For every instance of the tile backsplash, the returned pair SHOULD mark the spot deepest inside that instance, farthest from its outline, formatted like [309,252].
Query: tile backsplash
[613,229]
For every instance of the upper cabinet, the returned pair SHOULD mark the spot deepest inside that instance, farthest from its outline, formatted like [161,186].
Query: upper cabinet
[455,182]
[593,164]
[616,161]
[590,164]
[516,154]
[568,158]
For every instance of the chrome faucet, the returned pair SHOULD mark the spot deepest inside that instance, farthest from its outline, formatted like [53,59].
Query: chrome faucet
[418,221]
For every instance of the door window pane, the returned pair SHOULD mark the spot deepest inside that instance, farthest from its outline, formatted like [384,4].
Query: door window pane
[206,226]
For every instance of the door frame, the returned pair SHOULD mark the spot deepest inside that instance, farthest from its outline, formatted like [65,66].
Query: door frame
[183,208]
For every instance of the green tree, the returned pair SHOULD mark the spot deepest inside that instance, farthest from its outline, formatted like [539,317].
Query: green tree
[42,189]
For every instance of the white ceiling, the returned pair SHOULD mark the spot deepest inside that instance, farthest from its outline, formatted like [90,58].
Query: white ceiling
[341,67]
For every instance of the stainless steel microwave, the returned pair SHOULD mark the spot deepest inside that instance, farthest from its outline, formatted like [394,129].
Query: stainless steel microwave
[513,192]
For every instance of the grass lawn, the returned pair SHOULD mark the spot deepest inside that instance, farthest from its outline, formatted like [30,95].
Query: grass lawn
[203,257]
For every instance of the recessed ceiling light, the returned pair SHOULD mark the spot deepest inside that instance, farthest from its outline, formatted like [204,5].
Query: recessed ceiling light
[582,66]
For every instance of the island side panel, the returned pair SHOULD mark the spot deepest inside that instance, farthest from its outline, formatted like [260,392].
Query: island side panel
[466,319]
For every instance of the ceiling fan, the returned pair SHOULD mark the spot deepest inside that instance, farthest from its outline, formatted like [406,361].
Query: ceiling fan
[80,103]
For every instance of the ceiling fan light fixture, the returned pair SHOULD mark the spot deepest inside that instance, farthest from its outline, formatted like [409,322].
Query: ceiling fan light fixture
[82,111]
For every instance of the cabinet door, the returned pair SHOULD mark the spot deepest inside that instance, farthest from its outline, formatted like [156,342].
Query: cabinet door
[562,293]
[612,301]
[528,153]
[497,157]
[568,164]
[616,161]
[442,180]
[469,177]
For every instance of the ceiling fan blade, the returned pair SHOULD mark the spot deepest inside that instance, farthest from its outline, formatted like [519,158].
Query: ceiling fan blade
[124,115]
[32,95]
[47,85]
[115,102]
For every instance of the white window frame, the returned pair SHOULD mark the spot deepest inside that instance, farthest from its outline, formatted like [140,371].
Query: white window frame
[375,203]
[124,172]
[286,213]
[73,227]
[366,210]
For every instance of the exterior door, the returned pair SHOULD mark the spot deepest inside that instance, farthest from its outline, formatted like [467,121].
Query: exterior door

——

• Written task: Rewrite the lines from the one containing "For every instance of the exterior" through the end of the records, putting "front door" in place of "exterior door" and keeping everything else the same.

• Task solution:
For every instance of the front door, the returned pair SHOULD mark the spot deepest inside that instance, farthest from its outline, formatted like [467,121].
Query: front door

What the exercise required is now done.